Exercise aim -> Rewrite the material from the line containing "For each instance of the sea, the" through the line containing "pixel 230 240", inclusive, keeping the requests, and scale every x and y coordinate in the answers by 1.45, rounding to whole numbers with halves rounded up. Return only those lines.

[Position annotation records]
______
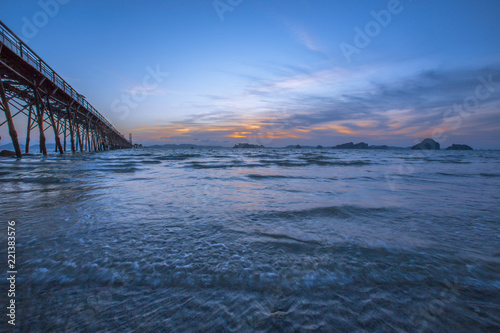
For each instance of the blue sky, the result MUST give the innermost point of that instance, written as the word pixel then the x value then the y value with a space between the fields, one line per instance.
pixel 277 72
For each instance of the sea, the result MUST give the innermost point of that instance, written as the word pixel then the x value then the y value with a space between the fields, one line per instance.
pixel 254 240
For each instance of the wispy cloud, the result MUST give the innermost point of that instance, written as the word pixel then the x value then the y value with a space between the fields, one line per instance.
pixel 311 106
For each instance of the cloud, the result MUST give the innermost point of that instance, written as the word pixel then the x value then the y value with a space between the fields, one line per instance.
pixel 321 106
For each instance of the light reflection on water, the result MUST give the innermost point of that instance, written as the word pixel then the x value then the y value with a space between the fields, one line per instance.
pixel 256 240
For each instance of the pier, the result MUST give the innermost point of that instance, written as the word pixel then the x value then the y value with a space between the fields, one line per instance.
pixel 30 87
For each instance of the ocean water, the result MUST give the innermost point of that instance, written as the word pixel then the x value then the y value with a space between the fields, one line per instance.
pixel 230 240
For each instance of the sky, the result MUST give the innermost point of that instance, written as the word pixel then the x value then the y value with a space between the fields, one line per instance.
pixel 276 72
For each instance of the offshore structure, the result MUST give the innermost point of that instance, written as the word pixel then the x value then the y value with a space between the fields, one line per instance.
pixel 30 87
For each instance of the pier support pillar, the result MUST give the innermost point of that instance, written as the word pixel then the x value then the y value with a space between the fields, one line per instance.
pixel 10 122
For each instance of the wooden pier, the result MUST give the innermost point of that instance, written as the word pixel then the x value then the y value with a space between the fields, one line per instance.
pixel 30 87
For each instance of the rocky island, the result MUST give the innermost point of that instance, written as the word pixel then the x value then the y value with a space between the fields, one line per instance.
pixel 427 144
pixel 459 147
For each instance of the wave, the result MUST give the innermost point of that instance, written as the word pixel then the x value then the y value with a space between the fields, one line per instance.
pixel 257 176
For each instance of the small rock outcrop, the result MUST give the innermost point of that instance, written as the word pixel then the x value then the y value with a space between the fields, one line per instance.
______
Task output ->
For each instance of the sea, the result MUST give the innermost point of that instance, written as the word pixel then the x value then the y value with a space between the fields, one line per instance.
pixel 368 348
For each instance of the wispy cloud, the result MUST give the innermost point of that instance, written as the word pixel then the x value then the y value with a space between the fields, one line per instance.
pixel 451 154
For each instance of the cloud, the result MUST give the innermost point of that instance, written as the word pixel then the x value then the y value with a space between the fields, one line per instance.
pixel 465 154
For each instance of the light reflection on water, the result MUST give the innermost point of that instance, written as the word pixel then the x value then the y value with a space between the fields, one line per instance.
pixel 371 348
For each instance of the pier, the result MUST give the innermost point of that instance, written as the word pixel then the x value then the y value with a space between the fields, one line per instance.
pixel 44 126
For each instance of the ocean water, the result MUST give the innermost point of that instance, written as the word pixel then the x value then the y value with a space between the fields, one line per instance.
pixel 334 348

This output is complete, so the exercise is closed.